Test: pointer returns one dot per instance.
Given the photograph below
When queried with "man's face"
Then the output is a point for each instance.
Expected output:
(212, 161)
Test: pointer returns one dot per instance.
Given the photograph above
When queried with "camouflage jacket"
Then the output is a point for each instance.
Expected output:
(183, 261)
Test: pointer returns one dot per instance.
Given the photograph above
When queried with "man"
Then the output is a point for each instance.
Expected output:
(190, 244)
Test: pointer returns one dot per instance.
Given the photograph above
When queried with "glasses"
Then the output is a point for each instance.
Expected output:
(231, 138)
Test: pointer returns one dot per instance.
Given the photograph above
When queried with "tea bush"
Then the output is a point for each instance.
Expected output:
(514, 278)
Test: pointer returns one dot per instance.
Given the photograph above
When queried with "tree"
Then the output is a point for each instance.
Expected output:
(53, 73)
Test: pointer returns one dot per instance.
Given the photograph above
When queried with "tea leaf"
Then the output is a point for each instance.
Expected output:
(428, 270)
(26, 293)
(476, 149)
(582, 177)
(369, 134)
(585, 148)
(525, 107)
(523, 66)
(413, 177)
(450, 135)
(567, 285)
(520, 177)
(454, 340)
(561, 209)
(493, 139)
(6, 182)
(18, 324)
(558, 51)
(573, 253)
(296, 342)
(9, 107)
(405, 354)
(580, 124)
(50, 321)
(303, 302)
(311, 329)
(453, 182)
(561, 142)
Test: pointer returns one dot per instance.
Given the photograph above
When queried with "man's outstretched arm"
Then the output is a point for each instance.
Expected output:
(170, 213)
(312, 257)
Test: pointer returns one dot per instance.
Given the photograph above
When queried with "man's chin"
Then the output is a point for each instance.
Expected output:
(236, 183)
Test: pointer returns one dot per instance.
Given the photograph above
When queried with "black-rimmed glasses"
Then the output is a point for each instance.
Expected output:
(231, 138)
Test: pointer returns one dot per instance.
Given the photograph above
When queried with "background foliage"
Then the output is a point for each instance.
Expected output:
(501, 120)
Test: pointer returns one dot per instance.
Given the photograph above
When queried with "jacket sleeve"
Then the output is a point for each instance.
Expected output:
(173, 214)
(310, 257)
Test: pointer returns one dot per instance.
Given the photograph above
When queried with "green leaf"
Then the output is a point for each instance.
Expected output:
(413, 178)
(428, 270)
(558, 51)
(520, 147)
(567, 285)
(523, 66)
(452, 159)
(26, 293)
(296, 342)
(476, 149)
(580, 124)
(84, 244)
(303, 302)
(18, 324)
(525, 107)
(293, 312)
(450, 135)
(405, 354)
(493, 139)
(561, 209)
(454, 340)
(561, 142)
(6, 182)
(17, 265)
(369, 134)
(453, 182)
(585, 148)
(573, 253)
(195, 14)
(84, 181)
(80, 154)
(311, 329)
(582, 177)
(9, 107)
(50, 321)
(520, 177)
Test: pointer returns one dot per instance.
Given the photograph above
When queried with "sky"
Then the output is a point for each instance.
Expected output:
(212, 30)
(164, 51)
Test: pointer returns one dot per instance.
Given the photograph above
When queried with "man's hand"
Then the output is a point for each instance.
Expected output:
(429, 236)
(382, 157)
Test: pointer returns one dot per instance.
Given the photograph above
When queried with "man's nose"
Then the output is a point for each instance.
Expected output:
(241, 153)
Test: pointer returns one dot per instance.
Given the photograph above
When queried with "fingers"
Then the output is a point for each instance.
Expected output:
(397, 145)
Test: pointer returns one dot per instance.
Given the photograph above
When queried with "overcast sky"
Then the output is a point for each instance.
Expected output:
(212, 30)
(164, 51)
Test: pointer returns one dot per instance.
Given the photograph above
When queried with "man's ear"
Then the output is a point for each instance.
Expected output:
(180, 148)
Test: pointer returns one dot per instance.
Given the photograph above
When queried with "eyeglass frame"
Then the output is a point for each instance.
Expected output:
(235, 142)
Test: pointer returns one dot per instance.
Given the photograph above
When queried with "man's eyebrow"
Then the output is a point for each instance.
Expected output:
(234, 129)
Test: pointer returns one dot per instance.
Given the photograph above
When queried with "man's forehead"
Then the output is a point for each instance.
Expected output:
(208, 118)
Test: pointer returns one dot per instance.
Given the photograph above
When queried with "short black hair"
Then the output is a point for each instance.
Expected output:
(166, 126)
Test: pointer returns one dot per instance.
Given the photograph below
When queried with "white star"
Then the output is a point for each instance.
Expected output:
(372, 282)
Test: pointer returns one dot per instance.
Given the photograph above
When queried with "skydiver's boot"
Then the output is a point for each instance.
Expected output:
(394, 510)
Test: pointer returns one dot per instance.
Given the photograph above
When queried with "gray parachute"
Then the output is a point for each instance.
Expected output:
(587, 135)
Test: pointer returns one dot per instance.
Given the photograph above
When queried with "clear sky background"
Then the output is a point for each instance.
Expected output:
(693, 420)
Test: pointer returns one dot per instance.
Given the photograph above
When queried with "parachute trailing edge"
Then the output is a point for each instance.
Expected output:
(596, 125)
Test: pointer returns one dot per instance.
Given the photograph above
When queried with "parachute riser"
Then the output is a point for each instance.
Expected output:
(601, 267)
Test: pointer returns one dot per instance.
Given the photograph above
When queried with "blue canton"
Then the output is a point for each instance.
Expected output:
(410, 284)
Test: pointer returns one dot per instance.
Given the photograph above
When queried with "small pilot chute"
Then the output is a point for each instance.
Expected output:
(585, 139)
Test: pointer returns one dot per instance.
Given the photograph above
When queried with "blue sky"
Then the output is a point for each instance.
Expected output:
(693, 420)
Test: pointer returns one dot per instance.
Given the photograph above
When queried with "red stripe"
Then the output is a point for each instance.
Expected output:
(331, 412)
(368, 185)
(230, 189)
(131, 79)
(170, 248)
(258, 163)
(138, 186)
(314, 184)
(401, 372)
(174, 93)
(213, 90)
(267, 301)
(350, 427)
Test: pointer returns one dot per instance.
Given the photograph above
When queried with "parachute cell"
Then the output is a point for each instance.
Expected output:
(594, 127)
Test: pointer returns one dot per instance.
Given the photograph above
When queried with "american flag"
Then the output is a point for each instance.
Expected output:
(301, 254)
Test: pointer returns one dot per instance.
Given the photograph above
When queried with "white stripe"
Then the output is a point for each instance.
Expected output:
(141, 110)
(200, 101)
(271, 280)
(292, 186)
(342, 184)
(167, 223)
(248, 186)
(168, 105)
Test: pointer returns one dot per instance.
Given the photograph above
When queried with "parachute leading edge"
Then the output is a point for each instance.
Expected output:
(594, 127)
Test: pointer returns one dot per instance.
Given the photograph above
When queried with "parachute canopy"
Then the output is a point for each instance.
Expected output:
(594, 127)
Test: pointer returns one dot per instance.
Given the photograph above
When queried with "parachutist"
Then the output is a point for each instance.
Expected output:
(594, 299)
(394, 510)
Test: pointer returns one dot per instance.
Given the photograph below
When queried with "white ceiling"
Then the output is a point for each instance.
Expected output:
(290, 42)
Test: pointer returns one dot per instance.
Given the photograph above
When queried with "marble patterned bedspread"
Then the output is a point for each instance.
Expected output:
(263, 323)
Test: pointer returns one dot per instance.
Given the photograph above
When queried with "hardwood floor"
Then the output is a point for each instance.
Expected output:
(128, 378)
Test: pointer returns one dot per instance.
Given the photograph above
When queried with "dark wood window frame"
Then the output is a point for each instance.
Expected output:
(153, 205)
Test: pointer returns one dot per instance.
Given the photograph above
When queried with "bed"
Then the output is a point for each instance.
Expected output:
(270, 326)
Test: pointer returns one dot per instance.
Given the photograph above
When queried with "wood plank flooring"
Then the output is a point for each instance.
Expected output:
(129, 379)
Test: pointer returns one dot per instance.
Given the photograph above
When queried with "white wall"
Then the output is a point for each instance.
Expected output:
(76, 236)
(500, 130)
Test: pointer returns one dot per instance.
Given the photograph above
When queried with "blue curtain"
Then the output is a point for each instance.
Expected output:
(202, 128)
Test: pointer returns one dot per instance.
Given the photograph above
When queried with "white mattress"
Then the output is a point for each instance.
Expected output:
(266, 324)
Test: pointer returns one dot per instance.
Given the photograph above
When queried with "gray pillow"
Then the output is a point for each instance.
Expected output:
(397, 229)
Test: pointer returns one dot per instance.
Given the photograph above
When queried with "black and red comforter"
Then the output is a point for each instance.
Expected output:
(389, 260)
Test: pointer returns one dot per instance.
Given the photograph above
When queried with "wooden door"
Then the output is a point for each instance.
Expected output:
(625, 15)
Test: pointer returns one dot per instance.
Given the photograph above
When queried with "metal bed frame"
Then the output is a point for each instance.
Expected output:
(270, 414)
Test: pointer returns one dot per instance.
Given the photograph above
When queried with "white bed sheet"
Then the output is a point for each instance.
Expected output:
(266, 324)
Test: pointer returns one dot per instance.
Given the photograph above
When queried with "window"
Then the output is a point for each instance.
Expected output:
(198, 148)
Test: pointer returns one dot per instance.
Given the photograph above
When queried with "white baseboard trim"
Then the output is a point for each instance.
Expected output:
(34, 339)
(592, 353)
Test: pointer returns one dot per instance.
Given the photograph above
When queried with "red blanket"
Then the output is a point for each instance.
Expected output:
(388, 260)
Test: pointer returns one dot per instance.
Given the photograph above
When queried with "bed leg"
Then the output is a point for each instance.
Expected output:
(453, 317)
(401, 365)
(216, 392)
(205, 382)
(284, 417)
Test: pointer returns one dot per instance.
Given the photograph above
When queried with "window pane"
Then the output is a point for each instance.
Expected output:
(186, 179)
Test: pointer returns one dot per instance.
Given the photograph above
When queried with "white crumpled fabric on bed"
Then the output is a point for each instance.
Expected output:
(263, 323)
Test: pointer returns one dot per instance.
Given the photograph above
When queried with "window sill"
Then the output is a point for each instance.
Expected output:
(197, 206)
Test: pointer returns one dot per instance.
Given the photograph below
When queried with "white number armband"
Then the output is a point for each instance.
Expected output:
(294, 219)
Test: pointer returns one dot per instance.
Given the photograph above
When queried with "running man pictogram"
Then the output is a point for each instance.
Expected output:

◆ **TASK DIRECTIONS**
Pull out all lines from the entries above in which the word "frame" appears.

◆ **SOLUTION BELOW**
When queried with "eyeglass frame"
When queried with "dark wood window frame"
When queried with "metal bed frame"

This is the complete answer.